■ Reading passage
━━━

BRADENTON -- Playing a pair of out-of-state opponents worked well for Manatee High’s football team last season.
So the Hurricanes have decided to do it again.
Coach Joe Kinnan announced Thursday that Manatee will host Friendship Collegiate Academy out of Washington, D.C., on Saturday, Sept. 1, then head across the country to face Skyline, Wash., on Saturday, Sept. 15.
Both games are expected to be nationally televised, and no taxpayer money will be used for Manatee’s trip out west or FCA’s trip down south, according to Kinnan.
“It’s all covered,” Kinnan said. “It’s all being paid for by private sources.”
The Knights of Friendship Collegiate Academy went 9-1 last season, their lone loss coming to New Jersey powerhouse Bergen Catholic. MaxPreps ranked them second in the D.C.-area behind Our Lady of Good Counsel, which defeated Manatee last year in Maryland during Week 1.
The Knights boasted one of the country’s top recruits in senior defensive lineman Eddie Goldman, who signed with Florida State, and thanks in part to Goldman’s star power, the Knights opened last season in Ohio and scored a 12-6 win over Taft in a game broadcast on ESPNU.
This year’s game with Manatee will benefit the Wounded Warrior Project, a nonprofit organization that assists the needs of the country’s severely injured servicemen and women. Each team will wear patriotic uniforms, and $2 of every ticket sold will go toward the Wounded Warrior Project.
“It’s going to be a special thing,” Kinnan said. “It’s something we can generate a lot of enthusiasm for around the community.”

━━━

■ Available data

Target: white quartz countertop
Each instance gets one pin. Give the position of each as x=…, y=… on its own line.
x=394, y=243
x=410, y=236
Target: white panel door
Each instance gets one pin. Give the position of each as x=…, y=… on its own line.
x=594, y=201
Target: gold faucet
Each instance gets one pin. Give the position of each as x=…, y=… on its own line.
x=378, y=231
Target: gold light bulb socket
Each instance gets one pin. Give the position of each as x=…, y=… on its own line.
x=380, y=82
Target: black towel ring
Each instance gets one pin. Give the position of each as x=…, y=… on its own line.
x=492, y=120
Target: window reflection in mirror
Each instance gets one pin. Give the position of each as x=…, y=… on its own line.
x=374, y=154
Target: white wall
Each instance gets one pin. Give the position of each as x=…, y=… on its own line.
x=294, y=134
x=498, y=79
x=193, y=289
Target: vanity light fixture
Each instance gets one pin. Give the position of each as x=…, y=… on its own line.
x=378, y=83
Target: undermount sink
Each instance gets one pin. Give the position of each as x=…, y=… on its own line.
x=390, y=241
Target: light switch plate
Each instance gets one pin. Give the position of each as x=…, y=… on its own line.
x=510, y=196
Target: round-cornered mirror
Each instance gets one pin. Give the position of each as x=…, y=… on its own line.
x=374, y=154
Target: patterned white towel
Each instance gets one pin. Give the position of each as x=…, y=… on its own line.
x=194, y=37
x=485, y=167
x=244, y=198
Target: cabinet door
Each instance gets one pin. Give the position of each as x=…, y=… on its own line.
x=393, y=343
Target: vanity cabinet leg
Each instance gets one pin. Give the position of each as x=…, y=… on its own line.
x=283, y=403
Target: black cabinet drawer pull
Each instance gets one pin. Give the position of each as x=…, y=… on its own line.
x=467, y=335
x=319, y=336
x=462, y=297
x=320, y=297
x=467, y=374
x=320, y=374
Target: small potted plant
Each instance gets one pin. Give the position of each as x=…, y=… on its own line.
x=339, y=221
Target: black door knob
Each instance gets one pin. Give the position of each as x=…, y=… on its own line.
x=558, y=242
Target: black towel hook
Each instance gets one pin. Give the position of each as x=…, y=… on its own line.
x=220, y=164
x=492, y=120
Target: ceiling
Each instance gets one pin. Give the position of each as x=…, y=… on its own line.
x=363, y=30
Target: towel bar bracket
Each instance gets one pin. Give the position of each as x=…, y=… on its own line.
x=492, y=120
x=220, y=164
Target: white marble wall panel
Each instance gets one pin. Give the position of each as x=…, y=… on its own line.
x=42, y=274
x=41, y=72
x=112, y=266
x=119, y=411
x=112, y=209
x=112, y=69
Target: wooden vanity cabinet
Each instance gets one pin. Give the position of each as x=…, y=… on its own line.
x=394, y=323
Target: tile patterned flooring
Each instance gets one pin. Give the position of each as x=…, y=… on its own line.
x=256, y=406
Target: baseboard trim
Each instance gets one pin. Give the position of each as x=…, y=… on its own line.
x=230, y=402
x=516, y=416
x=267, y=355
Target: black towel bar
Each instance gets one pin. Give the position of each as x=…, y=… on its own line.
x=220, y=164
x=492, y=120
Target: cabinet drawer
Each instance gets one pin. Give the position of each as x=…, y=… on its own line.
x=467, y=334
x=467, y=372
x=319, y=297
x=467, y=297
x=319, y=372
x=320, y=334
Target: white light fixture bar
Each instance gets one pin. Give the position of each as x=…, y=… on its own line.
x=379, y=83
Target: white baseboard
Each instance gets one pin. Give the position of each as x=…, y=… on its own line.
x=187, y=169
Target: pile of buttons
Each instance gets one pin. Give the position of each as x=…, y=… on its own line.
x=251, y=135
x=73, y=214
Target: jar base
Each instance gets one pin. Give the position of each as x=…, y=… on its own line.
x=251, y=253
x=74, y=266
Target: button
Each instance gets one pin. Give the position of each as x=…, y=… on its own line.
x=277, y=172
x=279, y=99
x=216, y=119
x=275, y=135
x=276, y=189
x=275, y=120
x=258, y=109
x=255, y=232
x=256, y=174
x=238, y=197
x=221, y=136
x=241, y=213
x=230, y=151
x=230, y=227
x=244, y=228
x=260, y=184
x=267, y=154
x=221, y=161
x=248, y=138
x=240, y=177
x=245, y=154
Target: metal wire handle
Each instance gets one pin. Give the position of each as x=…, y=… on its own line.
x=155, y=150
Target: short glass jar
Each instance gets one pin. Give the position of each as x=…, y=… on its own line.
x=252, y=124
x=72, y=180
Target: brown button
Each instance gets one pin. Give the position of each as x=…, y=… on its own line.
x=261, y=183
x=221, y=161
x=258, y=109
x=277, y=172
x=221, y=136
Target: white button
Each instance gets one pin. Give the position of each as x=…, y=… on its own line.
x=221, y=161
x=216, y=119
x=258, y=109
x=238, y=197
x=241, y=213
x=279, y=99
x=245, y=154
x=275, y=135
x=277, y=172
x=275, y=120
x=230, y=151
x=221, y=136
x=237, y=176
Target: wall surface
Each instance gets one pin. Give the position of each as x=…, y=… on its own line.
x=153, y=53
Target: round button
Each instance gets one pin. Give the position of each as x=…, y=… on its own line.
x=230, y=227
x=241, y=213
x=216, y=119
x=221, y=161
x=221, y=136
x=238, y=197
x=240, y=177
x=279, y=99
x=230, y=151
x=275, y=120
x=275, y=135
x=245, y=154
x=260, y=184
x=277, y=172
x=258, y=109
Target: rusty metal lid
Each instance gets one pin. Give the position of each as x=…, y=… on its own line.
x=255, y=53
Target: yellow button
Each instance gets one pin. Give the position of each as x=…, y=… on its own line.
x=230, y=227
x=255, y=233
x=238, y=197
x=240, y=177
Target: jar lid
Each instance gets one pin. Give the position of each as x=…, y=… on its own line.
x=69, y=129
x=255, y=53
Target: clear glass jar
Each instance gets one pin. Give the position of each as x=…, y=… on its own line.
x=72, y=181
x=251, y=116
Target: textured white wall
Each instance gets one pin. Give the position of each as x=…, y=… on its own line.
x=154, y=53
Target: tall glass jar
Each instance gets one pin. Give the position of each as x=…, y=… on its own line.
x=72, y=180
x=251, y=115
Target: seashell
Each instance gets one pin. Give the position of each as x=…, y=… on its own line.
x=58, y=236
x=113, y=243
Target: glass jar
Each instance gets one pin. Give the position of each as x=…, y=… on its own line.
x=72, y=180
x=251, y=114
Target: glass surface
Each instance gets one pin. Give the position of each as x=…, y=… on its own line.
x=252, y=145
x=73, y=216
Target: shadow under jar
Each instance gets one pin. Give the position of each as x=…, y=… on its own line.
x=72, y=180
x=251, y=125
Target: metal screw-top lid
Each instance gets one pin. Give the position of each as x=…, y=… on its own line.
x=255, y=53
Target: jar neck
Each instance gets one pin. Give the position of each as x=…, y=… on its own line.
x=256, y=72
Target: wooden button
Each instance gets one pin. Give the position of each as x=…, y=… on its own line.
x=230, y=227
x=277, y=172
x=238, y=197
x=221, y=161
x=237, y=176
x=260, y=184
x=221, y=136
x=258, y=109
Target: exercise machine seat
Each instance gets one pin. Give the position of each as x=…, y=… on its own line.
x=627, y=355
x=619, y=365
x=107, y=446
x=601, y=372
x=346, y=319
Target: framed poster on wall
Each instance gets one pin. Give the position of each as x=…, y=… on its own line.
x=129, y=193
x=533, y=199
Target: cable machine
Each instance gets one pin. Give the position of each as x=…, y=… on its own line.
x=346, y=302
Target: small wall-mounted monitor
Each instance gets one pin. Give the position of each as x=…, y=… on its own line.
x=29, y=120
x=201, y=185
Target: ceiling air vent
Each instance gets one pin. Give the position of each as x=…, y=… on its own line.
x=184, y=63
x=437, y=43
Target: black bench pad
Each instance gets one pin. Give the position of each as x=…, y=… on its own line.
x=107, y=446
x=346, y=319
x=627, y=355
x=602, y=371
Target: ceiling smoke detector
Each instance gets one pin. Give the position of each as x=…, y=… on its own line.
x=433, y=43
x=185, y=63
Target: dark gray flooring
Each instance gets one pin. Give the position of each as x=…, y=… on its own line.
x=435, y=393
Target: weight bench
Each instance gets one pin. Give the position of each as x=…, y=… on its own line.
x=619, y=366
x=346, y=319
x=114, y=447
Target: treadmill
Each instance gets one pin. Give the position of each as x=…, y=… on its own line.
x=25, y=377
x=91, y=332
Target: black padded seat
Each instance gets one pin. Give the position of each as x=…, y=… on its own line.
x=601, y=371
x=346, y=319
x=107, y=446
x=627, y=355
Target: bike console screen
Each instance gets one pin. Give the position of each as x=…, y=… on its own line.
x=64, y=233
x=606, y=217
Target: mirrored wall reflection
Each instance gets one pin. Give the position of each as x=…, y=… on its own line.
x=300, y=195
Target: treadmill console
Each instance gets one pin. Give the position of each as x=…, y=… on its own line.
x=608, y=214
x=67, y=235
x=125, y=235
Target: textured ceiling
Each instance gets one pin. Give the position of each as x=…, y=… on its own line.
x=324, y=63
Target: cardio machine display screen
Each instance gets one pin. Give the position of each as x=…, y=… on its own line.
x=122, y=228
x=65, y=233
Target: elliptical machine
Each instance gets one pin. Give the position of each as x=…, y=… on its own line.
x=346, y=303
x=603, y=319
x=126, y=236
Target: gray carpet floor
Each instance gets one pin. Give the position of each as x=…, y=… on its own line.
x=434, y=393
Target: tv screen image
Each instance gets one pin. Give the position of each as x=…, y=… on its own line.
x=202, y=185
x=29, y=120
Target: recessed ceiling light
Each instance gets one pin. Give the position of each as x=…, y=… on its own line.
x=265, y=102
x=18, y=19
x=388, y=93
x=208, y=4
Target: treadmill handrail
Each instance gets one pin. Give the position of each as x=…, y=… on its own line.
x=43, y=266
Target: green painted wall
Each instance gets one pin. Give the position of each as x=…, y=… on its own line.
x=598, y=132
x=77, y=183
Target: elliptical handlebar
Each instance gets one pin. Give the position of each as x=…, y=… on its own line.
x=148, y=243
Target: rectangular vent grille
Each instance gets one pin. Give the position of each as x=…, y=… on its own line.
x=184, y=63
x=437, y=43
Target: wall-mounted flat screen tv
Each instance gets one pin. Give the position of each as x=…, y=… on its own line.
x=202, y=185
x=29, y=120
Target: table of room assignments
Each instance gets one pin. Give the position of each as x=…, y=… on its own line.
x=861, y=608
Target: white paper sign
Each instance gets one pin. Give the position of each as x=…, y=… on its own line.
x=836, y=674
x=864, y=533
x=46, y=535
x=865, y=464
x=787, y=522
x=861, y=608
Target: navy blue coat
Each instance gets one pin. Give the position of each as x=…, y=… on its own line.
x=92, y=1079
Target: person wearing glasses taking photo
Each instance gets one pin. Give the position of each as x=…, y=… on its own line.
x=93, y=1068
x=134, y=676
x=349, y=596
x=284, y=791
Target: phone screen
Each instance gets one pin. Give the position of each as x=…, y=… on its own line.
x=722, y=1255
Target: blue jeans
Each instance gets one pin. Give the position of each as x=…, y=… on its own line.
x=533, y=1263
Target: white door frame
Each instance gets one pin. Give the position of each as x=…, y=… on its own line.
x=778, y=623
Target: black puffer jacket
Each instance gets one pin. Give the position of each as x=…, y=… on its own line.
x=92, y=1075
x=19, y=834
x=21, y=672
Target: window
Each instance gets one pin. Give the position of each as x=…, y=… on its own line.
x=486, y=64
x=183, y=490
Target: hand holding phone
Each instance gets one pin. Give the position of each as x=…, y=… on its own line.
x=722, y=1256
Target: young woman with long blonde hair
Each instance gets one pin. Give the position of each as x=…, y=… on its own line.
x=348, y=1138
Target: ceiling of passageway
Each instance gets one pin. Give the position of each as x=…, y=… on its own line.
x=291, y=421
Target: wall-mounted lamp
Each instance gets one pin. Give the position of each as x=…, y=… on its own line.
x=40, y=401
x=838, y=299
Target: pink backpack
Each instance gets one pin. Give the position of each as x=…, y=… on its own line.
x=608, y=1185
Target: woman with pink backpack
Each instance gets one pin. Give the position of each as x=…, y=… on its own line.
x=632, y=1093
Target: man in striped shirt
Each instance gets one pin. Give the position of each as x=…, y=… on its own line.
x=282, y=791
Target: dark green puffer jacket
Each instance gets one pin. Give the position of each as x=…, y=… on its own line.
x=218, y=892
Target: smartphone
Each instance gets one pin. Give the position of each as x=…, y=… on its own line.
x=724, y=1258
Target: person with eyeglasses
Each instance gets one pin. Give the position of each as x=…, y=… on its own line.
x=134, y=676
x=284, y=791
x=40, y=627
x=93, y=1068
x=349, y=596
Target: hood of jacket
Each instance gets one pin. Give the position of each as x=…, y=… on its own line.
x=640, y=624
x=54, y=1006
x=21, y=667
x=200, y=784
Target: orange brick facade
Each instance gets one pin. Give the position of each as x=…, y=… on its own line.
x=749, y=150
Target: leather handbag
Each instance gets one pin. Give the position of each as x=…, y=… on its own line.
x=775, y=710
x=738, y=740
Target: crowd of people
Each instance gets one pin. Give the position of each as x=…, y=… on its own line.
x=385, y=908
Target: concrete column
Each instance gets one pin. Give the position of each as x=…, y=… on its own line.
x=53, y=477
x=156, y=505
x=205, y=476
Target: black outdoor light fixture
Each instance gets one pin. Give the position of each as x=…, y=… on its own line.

━━━

■ Work required
Please reproduce the stretch of the Manatee football article from "This year’s game" through "Wounded Warrior Project.". You won't need the records.

■ Answer for this exercise
This year’s game with Manatee will benefit the Wounded Warrior Project, a nonprofit organization that assists the needs of the country’s severely injured servicemen and women. Each team will wear patriotic uniforms, and $2 of every ticket sold will go toward the Wounded Warrior Project.